_Data to process_
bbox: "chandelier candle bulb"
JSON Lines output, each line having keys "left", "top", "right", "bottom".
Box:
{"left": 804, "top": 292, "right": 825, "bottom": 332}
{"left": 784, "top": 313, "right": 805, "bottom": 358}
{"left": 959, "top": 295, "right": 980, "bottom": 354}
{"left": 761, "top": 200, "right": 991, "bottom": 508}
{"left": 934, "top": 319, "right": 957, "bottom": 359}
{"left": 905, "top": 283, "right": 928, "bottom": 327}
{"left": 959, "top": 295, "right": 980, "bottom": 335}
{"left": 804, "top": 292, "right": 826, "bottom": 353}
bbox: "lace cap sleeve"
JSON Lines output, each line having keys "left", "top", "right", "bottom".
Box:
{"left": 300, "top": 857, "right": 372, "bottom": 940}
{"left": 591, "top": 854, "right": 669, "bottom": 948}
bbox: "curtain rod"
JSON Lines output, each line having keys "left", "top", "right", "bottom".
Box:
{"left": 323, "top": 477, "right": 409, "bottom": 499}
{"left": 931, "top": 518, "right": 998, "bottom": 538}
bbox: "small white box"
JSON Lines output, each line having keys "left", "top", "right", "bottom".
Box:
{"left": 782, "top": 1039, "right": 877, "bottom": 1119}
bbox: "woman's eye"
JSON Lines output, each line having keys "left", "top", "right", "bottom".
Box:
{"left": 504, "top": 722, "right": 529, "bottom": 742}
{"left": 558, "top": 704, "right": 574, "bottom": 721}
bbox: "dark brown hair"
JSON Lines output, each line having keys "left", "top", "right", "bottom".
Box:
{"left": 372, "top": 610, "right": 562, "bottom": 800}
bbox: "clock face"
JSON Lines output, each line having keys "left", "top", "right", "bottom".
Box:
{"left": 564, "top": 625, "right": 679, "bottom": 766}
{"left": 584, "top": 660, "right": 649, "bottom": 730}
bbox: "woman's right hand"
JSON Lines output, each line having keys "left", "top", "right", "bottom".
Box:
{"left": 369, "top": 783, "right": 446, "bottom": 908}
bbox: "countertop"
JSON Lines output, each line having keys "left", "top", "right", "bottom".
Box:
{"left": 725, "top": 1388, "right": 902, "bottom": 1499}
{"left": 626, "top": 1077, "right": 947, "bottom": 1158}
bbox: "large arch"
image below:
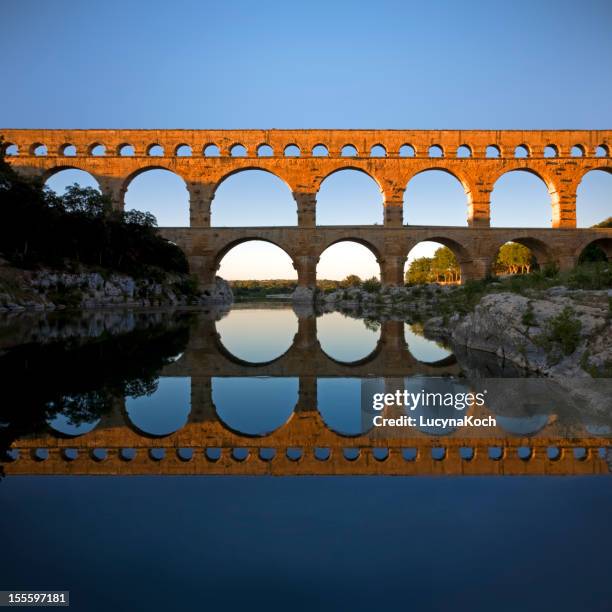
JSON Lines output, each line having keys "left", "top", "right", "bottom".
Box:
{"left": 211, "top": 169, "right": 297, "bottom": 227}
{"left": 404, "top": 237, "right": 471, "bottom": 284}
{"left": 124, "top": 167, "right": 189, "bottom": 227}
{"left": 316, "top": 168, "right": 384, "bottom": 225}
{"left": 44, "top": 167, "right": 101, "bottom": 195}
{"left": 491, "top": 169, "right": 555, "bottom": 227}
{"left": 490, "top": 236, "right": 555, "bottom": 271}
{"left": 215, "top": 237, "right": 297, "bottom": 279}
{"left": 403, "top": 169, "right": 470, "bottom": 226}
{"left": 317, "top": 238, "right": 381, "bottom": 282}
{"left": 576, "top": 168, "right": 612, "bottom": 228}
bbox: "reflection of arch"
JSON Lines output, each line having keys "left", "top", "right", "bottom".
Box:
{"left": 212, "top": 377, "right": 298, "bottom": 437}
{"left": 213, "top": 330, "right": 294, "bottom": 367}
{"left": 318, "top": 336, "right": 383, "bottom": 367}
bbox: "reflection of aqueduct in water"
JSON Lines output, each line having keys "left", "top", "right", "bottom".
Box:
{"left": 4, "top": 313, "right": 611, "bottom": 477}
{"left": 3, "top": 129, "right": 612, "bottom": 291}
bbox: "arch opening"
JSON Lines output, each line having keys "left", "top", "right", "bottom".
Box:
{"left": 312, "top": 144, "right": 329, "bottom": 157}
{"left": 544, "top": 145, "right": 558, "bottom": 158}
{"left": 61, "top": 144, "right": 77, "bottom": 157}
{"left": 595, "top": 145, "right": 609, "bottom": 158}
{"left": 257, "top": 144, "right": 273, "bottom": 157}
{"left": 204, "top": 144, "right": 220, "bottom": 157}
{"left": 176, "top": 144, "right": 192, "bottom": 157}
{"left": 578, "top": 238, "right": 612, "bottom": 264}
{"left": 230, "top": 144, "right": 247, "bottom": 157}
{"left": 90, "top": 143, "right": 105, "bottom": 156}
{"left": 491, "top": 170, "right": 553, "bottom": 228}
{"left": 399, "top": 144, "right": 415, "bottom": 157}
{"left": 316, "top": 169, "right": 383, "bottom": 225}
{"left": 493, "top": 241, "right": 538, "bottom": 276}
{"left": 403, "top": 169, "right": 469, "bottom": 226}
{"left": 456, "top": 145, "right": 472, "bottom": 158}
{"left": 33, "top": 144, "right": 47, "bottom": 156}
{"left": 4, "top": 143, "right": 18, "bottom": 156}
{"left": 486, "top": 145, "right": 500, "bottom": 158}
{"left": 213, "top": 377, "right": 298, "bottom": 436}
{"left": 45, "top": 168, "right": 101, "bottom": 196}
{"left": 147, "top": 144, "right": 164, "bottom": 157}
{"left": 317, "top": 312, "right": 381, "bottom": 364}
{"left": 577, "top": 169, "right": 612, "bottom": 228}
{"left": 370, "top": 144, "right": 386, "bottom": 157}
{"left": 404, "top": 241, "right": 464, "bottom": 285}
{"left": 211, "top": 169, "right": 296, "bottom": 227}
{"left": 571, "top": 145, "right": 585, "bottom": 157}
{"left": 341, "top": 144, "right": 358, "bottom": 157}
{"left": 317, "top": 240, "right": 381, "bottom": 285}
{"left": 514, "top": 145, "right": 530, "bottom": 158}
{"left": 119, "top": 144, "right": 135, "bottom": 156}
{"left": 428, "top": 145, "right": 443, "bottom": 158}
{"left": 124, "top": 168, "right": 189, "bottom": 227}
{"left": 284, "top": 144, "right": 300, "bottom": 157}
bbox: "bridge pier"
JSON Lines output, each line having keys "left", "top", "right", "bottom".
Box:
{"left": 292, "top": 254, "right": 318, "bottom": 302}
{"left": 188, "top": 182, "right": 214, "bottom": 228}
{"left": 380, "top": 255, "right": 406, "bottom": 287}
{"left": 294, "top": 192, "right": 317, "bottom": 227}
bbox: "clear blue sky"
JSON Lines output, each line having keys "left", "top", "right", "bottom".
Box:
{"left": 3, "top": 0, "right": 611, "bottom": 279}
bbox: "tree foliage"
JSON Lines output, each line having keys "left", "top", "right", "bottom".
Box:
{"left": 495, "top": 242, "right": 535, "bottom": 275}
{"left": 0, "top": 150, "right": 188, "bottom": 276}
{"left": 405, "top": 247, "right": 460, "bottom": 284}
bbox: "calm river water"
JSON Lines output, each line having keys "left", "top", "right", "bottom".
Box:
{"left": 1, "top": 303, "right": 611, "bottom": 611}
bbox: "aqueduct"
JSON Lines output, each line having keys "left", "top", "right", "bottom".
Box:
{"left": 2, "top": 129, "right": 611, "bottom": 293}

_Work order_
Every line above that includes the word "reflection" should be listed.

_Task response_
bbox: "reflection of arch"
bbox: "reflection of aqueduct in water"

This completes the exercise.